> _Assignment_: The response must be a precise copy of the records that follow.

> _Stored data_:

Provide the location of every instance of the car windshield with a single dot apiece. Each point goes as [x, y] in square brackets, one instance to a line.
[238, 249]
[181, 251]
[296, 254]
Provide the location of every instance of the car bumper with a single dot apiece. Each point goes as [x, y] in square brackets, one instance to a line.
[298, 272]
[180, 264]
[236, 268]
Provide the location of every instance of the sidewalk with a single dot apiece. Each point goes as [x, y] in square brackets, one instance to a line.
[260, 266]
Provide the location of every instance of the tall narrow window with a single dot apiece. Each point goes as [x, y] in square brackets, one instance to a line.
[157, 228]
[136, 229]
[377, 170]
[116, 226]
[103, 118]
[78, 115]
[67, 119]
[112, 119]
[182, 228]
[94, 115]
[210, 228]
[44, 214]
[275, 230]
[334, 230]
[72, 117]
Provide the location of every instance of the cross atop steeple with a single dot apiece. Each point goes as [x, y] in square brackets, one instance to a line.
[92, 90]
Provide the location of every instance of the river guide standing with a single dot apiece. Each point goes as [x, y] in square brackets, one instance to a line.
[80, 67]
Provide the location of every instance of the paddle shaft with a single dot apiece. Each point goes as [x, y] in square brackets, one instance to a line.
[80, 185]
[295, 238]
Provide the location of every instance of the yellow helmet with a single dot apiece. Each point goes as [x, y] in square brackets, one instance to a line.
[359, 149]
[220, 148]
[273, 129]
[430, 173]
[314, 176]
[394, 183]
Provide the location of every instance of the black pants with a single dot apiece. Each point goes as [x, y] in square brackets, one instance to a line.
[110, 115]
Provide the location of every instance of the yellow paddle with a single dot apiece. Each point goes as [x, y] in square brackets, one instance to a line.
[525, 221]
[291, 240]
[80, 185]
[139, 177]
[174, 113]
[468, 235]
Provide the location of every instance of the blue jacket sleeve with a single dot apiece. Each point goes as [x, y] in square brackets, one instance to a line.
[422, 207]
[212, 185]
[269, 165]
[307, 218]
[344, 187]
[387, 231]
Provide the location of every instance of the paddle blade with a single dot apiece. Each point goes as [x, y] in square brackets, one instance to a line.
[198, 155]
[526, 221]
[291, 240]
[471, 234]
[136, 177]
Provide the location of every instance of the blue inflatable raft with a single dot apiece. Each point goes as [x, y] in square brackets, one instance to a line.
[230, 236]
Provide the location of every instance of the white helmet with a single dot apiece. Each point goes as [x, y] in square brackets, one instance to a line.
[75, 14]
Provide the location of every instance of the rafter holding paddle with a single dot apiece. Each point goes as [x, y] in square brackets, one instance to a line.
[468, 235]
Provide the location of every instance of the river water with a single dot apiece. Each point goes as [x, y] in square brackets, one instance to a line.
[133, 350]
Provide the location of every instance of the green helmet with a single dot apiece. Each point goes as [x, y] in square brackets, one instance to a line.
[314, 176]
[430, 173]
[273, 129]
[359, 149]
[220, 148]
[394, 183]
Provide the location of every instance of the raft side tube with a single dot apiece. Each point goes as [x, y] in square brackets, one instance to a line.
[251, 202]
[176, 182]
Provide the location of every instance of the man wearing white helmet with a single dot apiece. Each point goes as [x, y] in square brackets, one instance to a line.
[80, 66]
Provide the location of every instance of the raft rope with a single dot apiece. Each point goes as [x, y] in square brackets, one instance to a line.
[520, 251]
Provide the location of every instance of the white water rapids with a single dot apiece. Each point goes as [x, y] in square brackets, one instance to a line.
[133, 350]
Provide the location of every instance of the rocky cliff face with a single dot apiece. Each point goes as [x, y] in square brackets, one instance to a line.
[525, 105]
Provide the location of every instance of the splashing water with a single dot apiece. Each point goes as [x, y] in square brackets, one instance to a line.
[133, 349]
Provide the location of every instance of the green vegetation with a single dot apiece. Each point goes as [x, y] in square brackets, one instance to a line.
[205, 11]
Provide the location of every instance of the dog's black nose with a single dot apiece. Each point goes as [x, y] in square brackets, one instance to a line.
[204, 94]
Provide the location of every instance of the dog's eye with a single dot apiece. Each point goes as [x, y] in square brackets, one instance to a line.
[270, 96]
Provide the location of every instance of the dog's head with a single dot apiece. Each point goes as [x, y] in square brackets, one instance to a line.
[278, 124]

> _Output of the task_:
Provide the location of every instance of the car windshield with a single dot apiece. Each point goes as [x, y] in square brackets, one instance to a line.
[238, 249]
[181, 251]
[296, 254]
Provide the location of every instance of the car bumper with a single dot apiece. Each point goes as [x, y] in square brackets, one instance to a line.
[298, 272]
[180, 264]
[236, 268]
Provide the location of every instance of the sidewalk with a single dot apiece. Each point goes as [x, y] in square brackets, one instance to a line.
[260, 266]
Provide the location of every instance of the tall narrow window with a single dot apiece. Each point goes as [x, y] in square brackets, one instance to a line.
[157, 228]
[136, 229]
[377, 170]
[116, 226]
[103, 118]
[78, 115]
[67, 119]
[112, 119]
[182, 228]
[94, 115]
[210, 228]
[44, 214]
[275, 230]
[334, 230]
[72, 117]
Provide the location of every instance of the cross atop steeple with a single dot apiece. Each point goes as [x, y] in square brackets, one instance to a line.
[92, 90]
Provide the location of every instance of the river guide standing with a single dot apiece. Each point goes as [x, y] in square brackets, one instance to a line.
[80, 67]
Provide the location of every instance of the paddle shaft with a single dot apiece. Each point goes as [x, y] in square brackets, one instance to a line.
[80, 185]
[295, 238]
Provide the location of every instance of the yellow helmet with a single dot apiece. Each point goes as [x, y] in square brackets, one instance to a line.
[359, 149]
[220, 148]
[273, 129]
[430, 173]
[314, 176]
[394, 183]
Provide the location of every instance of the black pants with a single dot apiece. Each point goes as [x, y] in square brackets, one instance to a line.
[110, 115]
Provide the location of every instance of the yellow paddle with a single dot apiece. Each point goes as [x, y] in square brackets, one instance to a line.
[525, 221]
[291, 240]
[80, 185]
[139, 177]
[174, 113]
[468, 235]
Provide the location of every instance of the blue jacket sleeve with a single dot apiece. Each point goes as [x, y] in square brackets, one instance to a line.
[422, 207]
[212, 185]
[269, 165]
[307, 218]
[344, 187]
[387, 231]
Provide the location of every instance of the paddle blade with a single dot apiece. Each point goes as [x, y] in square brackets, one instance to a line.
[198, 155]
[526, 221]
[291, 240]
[471, 234]
[136, 177]
Provide the location of every instance of the blue inflatable raft with a single dot apiece. Each point goes as [x, y] in square brackets, one instance to a line.
[230, 236]
Provide the location of every instance of the white helmet with a single dot apiece. Each point goes as [x, y] in square brackets, one instance to a line.
[75, 14]
Provide the location of every instance of the rafter holding paddle with a single dot apiece. Each point goes as [x, y] in square brackets, one instance to a line.
[468, 235]
Provide the location of every instance of the river water with a single dot apiece. Each point goes as [x, y] in square brackets, one instance to a line.
[133, 350]
Provide the location of every instance of the green helmet with a single dot apiece. Each point goes as [x, y] in square brackets, one instance to a line.
[314, 176]
[430, 173]
[273, 129]
[359, 149]
[220, 148]
[394, 183]
Provide the location of every instance of the raft side tube with a single dot apiece. Each point goes as [x, y] in square brackets, one instance to a line.
[251, 202]
[176, 182]
Provide the location of every instance of the man wearing white helmet with a single dot apiece. Each point goes as [x, y] in square brackets, one instance to a line.
[80, 66]
Provide the location of every instance of the raft rope with a single dot apiece. Each point goes as [x, y] in square brackets, one instance to a line.
[520, 251]
Provide the location of every instance of the white water rapids with a single dot apiece. Each point goes as [x, y] in square brackets, one instance to a line.
[133, 350]
Provide the location of every instance of the rocky cliff face with a single dot apiece. Each point goes as [x, y] in square brackets, one instance to a line.
[525, 105]
Provide the location of every instance of the splashing water with a single dot apiece. Each point goes as [x, y] in square brackets, one instance to a line.
[133, 349]
Provide the location of every instance of the green vegetation with a single dot apiece. Each point goes as [x, y] in square brackets, one instance to a line.
[205, 11]
Provide the location of every instance of the dog's black nose with a single dot apiece. Each point goes as [x, y] in square brackets, one instance to a line.
[204, 94]
Provide the location of every instance of the dog's eye with a single dot apiece. Each point goes as [x, y] in square brackets, one instance to a line.
[270, 96]
Provide the location of every instance of the dog's head with a single dot apiece. Each point goes as [x, y] in square brackets, one instance to a line.
[278, 124]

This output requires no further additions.